***** Text excerpt
# Using "df_subset.csv" (which is subset of actual data with an unique index number for different patients) for project, above you can find basic details about dataset. 

## Normalization of database

In [1]:
### Utility Functions
import pandas as pd
import sqlite3
from sqlite3 import Error

def create_connection(db_file, delete_db=False):
    import os
    if delete_db and os.path.exists(db_file):
        os.remove(db_file)

    conn = None
    try:
        conn = sqlite3.connect(db_file)
        conn.execute("PRAGMA foreign_keys = 1")
    except Error as e:
        print(e)

    return conn


def create_table(conn, create_table_sql, drop_table_name=None):
    
    if drop_table_name: # You can optionally pass drop_table_name to drop the table. 
        try:
            c = conn.cursor()
            c.execute("""DROP TABLE IF EXISTS %s""" % (drop_table_name))
        except Error as e:
            print(e)
    
    try:
        c = conn.cursor()
        c.execute(create_table_sql)
    except Error as e:
        print(e)
        
def execute_sql_statement(sql_statement, conn):
    cur = conn.cursor()
    cur.execute(sql_statement)

    rows = cur.fetchall()

    return rows

In [2]:
def create_data_dic(data_filename):
    # custom made function
    # Inputs: Name of the data 
    # Output: returns data dic with key as headers and rows for those headers as values

    ### BEGIN SOLUTION
    #reading csv file and adding lines to a list. The seprate used is ",", please change if using on
    # anyother file
    header = ''
    data = []
    with open(data_filename, 'r') as file:
        for lines in file:
            if not lines.strip():
                continue
            if not header:
                header=lines.split(',')
                continue
            data.append(lines.split(","))
**********
***** Given information
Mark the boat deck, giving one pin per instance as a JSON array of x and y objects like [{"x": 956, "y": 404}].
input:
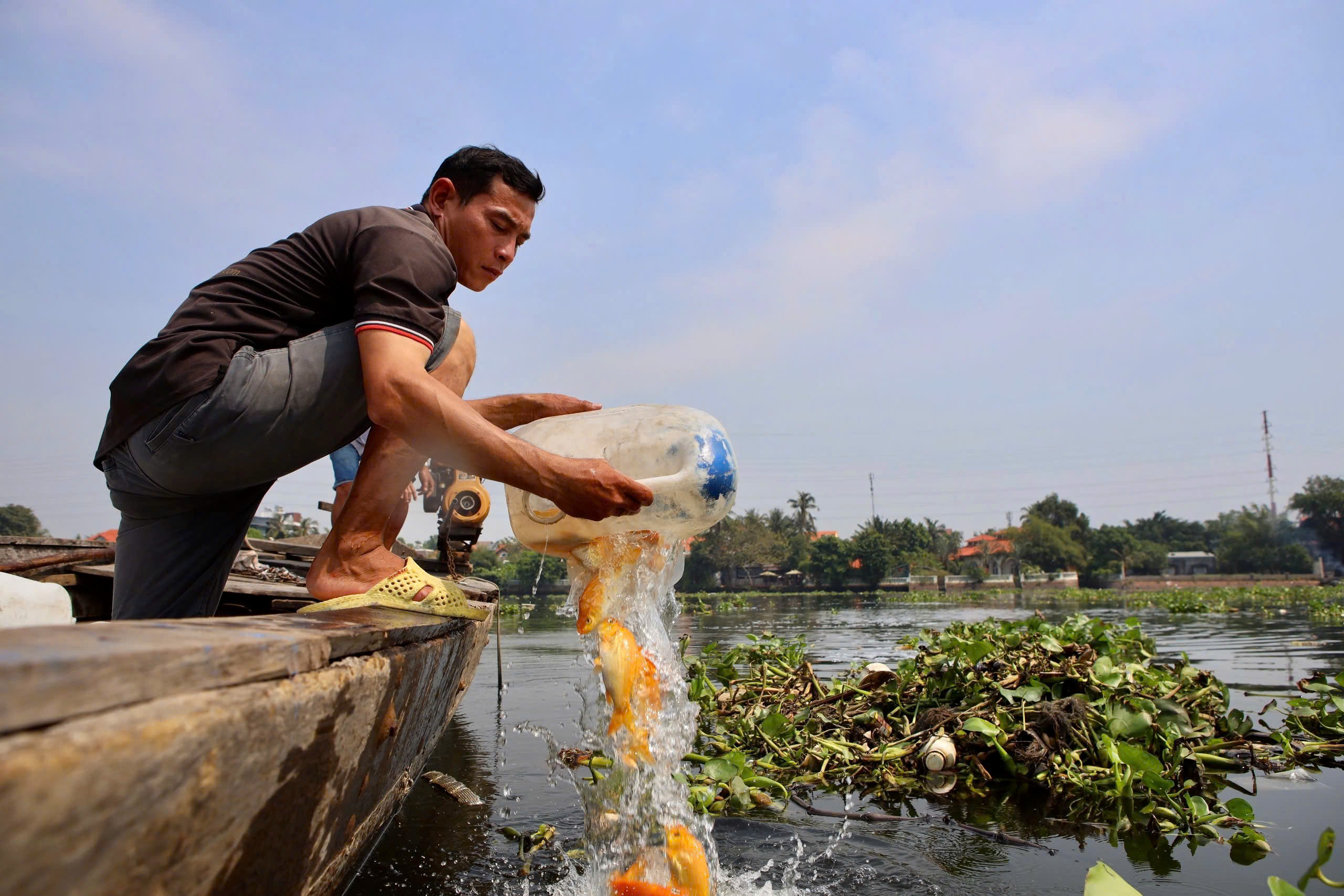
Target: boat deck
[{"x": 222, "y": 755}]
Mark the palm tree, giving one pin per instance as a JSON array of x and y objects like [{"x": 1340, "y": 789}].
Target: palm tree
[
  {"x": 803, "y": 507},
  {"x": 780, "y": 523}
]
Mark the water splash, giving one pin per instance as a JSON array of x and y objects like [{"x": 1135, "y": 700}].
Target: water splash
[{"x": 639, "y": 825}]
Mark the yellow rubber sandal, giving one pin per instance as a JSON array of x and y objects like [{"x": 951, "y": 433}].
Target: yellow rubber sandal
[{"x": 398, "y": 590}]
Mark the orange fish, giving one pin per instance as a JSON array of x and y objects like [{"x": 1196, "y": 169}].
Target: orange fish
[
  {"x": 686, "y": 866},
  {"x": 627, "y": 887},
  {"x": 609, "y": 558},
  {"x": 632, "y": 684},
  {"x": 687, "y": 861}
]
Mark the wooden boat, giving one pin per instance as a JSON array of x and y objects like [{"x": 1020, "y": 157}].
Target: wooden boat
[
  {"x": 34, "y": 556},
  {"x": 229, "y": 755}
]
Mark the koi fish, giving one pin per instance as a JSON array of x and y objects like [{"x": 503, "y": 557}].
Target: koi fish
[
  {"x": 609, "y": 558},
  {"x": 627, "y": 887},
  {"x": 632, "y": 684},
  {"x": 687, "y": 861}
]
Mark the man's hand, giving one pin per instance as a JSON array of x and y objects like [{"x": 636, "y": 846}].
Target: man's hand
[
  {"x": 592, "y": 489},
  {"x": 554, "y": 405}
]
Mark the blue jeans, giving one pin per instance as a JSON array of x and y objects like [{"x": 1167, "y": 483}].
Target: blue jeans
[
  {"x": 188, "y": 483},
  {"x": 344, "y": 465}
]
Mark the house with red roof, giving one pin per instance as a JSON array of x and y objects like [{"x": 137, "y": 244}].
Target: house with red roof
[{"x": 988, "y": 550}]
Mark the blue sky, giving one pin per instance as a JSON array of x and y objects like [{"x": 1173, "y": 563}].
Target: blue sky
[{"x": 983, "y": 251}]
**********
* Problem set:
1. Could you transcribe the part of the database normalization notebook that opens with the words containing "c.execute(create_table_sql)" and closes with "cur.execute(sql_statement)"?
2. Which functions are defined in the database normalization notebook? Give each function's name.
3. Can you continue the database normalization notebook from the point where it stops?

* Answers given:
1.
c.execute(create_table_sql)
    except Error as e:
        print(e)
        
def execute_sql_statement(sql_statement, conn):
    cur = conn.cursor()
    cur.execute(sql_statement)

2.
create_connection
create_table
execute_sql_statement
create_data_dic

3.
    ## creating a dic for headers and data
    data_dic = {}
    for count1, i in enumerate(header):
        inli = []
        for count2,j in enumerate(data):
            inli.append(j[count1].strip())
        data_dic[i.strip()] = inli

    return data_dic
    ### END SOLUTION

In [3]:
data_filename = "df_subset.csv"
normalized_database_filename = "updated_normalized.db"

In [31]:
data_dic = create_data_dic(data_filename)

Tables to be created are:

* Program Category
* Region Served
* Sex
* Living Situation
* Education Status
* Household Composition
* Employment Status
* Mental Illness
* Base patient table


In [4]:
def step1_create_program_category_table(data_filename, normalized_database_filename):
    # Inputs: Name of the data and normalized database filename
    # Output: None
    
    ### BEGIN SOLUTION

    #getting data from data file and storing in data_dic
    data_dic = create_data_dic(data_filename)
    
    #taking out values from data_dic 
    pgm_catgrs = []
    for line in data_dic["Program Category"]:
        if line not in pgm_catgrs:
            pgm_catgrs.append(line)
    pgm_catgrs.sort()
        
        
    #creating DB connection
    conn_norm = create_connection(normalized_database_filename)    
    
    #creating table schema in the db
    create_table_sql = """CREATE TABLE [ProgramCategory] (
    [ProgramID] Integer not null primary key,
    [Program] Text not null
    );
    """
    create_table(conn_norm, create_table_sql, "ProgramCategory")


    def insert_values(conn, values):
        sql = """INSERT INTO ProgramCategory(Program)
                    VALUES(?)"""
        cur = conn.cursor()
        cur.execute(sql, values)
        return cur.lastrowid


    with conn_norm:
        for count in pgm_catgrs:
            #print(count)
            insert_values(conn_norm, (count,))

    ### END SOLUTION



In [5]:
step1_create_program_category_table(data_filename, normalized_database_filename)

In [6]:
def step1_create_program_to_programid_dictionary(normalized_database_filename):
    conn = sqlite3.connect(normalized_database_filename)
    sql_select_program="SELECT Program FROM ProgramCategory"
    programs = execute_sql_statement(sql_select_program, conn)
    programs=list(map(lambda row: row[0].strip(), programs))
    conn.close()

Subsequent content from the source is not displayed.